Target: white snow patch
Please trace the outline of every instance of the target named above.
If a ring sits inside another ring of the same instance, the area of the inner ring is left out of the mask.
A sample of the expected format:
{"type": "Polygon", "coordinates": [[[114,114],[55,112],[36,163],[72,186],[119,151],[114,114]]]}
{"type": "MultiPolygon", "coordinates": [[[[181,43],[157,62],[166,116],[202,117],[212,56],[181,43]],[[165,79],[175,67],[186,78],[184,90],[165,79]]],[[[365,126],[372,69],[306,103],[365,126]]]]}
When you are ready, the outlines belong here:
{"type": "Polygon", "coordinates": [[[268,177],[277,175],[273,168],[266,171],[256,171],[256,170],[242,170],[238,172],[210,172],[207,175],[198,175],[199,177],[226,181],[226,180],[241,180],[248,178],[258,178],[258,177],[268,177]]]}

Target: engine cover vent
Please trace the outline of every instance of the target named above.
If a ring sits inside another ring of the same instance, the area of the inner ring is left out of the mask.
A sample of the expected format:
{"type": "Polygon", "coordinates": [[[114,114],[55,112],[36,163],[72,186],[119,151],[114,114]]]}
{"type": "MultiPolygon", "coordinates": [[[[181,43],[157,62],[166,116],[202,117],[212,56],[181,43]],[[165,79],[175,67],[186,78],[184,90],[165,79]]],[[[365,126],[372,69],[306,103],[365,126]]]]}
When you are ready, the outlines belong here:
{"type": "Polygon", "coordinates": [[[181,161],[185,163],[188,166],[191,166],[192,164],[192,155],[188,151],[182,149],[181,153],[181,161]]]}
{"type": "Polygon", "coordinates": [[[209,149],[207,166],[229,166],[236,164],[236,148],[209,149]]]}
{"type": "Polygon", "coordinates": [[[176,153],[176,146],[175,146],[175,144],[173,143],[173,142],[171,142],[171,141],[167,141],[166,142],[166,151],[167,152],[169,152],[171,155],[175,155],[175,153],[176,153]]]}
::::
Reproduce every entry above. Make each line identical to the original.

Target: white snow patch
Please trace the outline of every instance of the target named above.
If a ring sits inside another ring of the same instance, the area of the inner ring is left out of the mask.
A sample of the expected format:
{"type": "Polygon", "coordinates": [[[114,114],[55,112],[36,163],[72,186],[119,151],[114,114]]]}
{"type": "MultiPolygon", "coordinates": [[[[181,43],[157,62],[166,116],[202,117],[212,56],[181,43]],[[165,79],[175,67],[186,78],[184,90],[165,79]]],[[[365,126],[372,69],[306,103],[365,126]]]]}
When you are ready, the outlines belong here:
{"type": "Polygon", "coordinates": [[[268,177],[277,175],[273,168],[266,171],[256,171],[256,170],[242,170],[238,172],[210,172],[207,175],[198,175],[199,177],[226,181],[226,180],[241,180],[248,178],[258,178],[258,177],[268,177]]]}

Target: engine cover vent
Please trace the outline of every instance of the target named above.
If a ring sits inside another ring of the same instance, the area of the inner ring is left out of the mask.
A sample of the expected format:
{"type": "Polygon", "coordinates": [[[114,114],[55,112],[36,163],[72,186],[119,151],[114,114]]]}
{"type": "MultiPolygon", "coordinates": [[[[181,43],[157,62],[166,116],[202,117],[212,56],[181,43]],[[165,79],[175,67],[186,78],[184,90],[165,79]]],[[[365,126],[372,69],[306,103],[365,126]]]]}
When you are ready, the outlines belong here:
{"type": "Polygon", "coordinates": [[[181,161],[185,163],[188,166],[191,166],[192,164],[192,155],[188,151],[182,149],[181,153],[181,161]]]}
{"type": "Polygon", "coordinates": [[[209,149],[207,166],[229,166],[236,164],[236,148],[209,149]]]}
{"type": "Polygon", "coordinates": [[[176,153],[176,146],[175,146],[175,144],[173,143],[173,142],[171,142],[171,141],[167,141],[166,142],[166,151],[167,152],[169,152],[171,155],[175,155],[175,153],[176,153]]]}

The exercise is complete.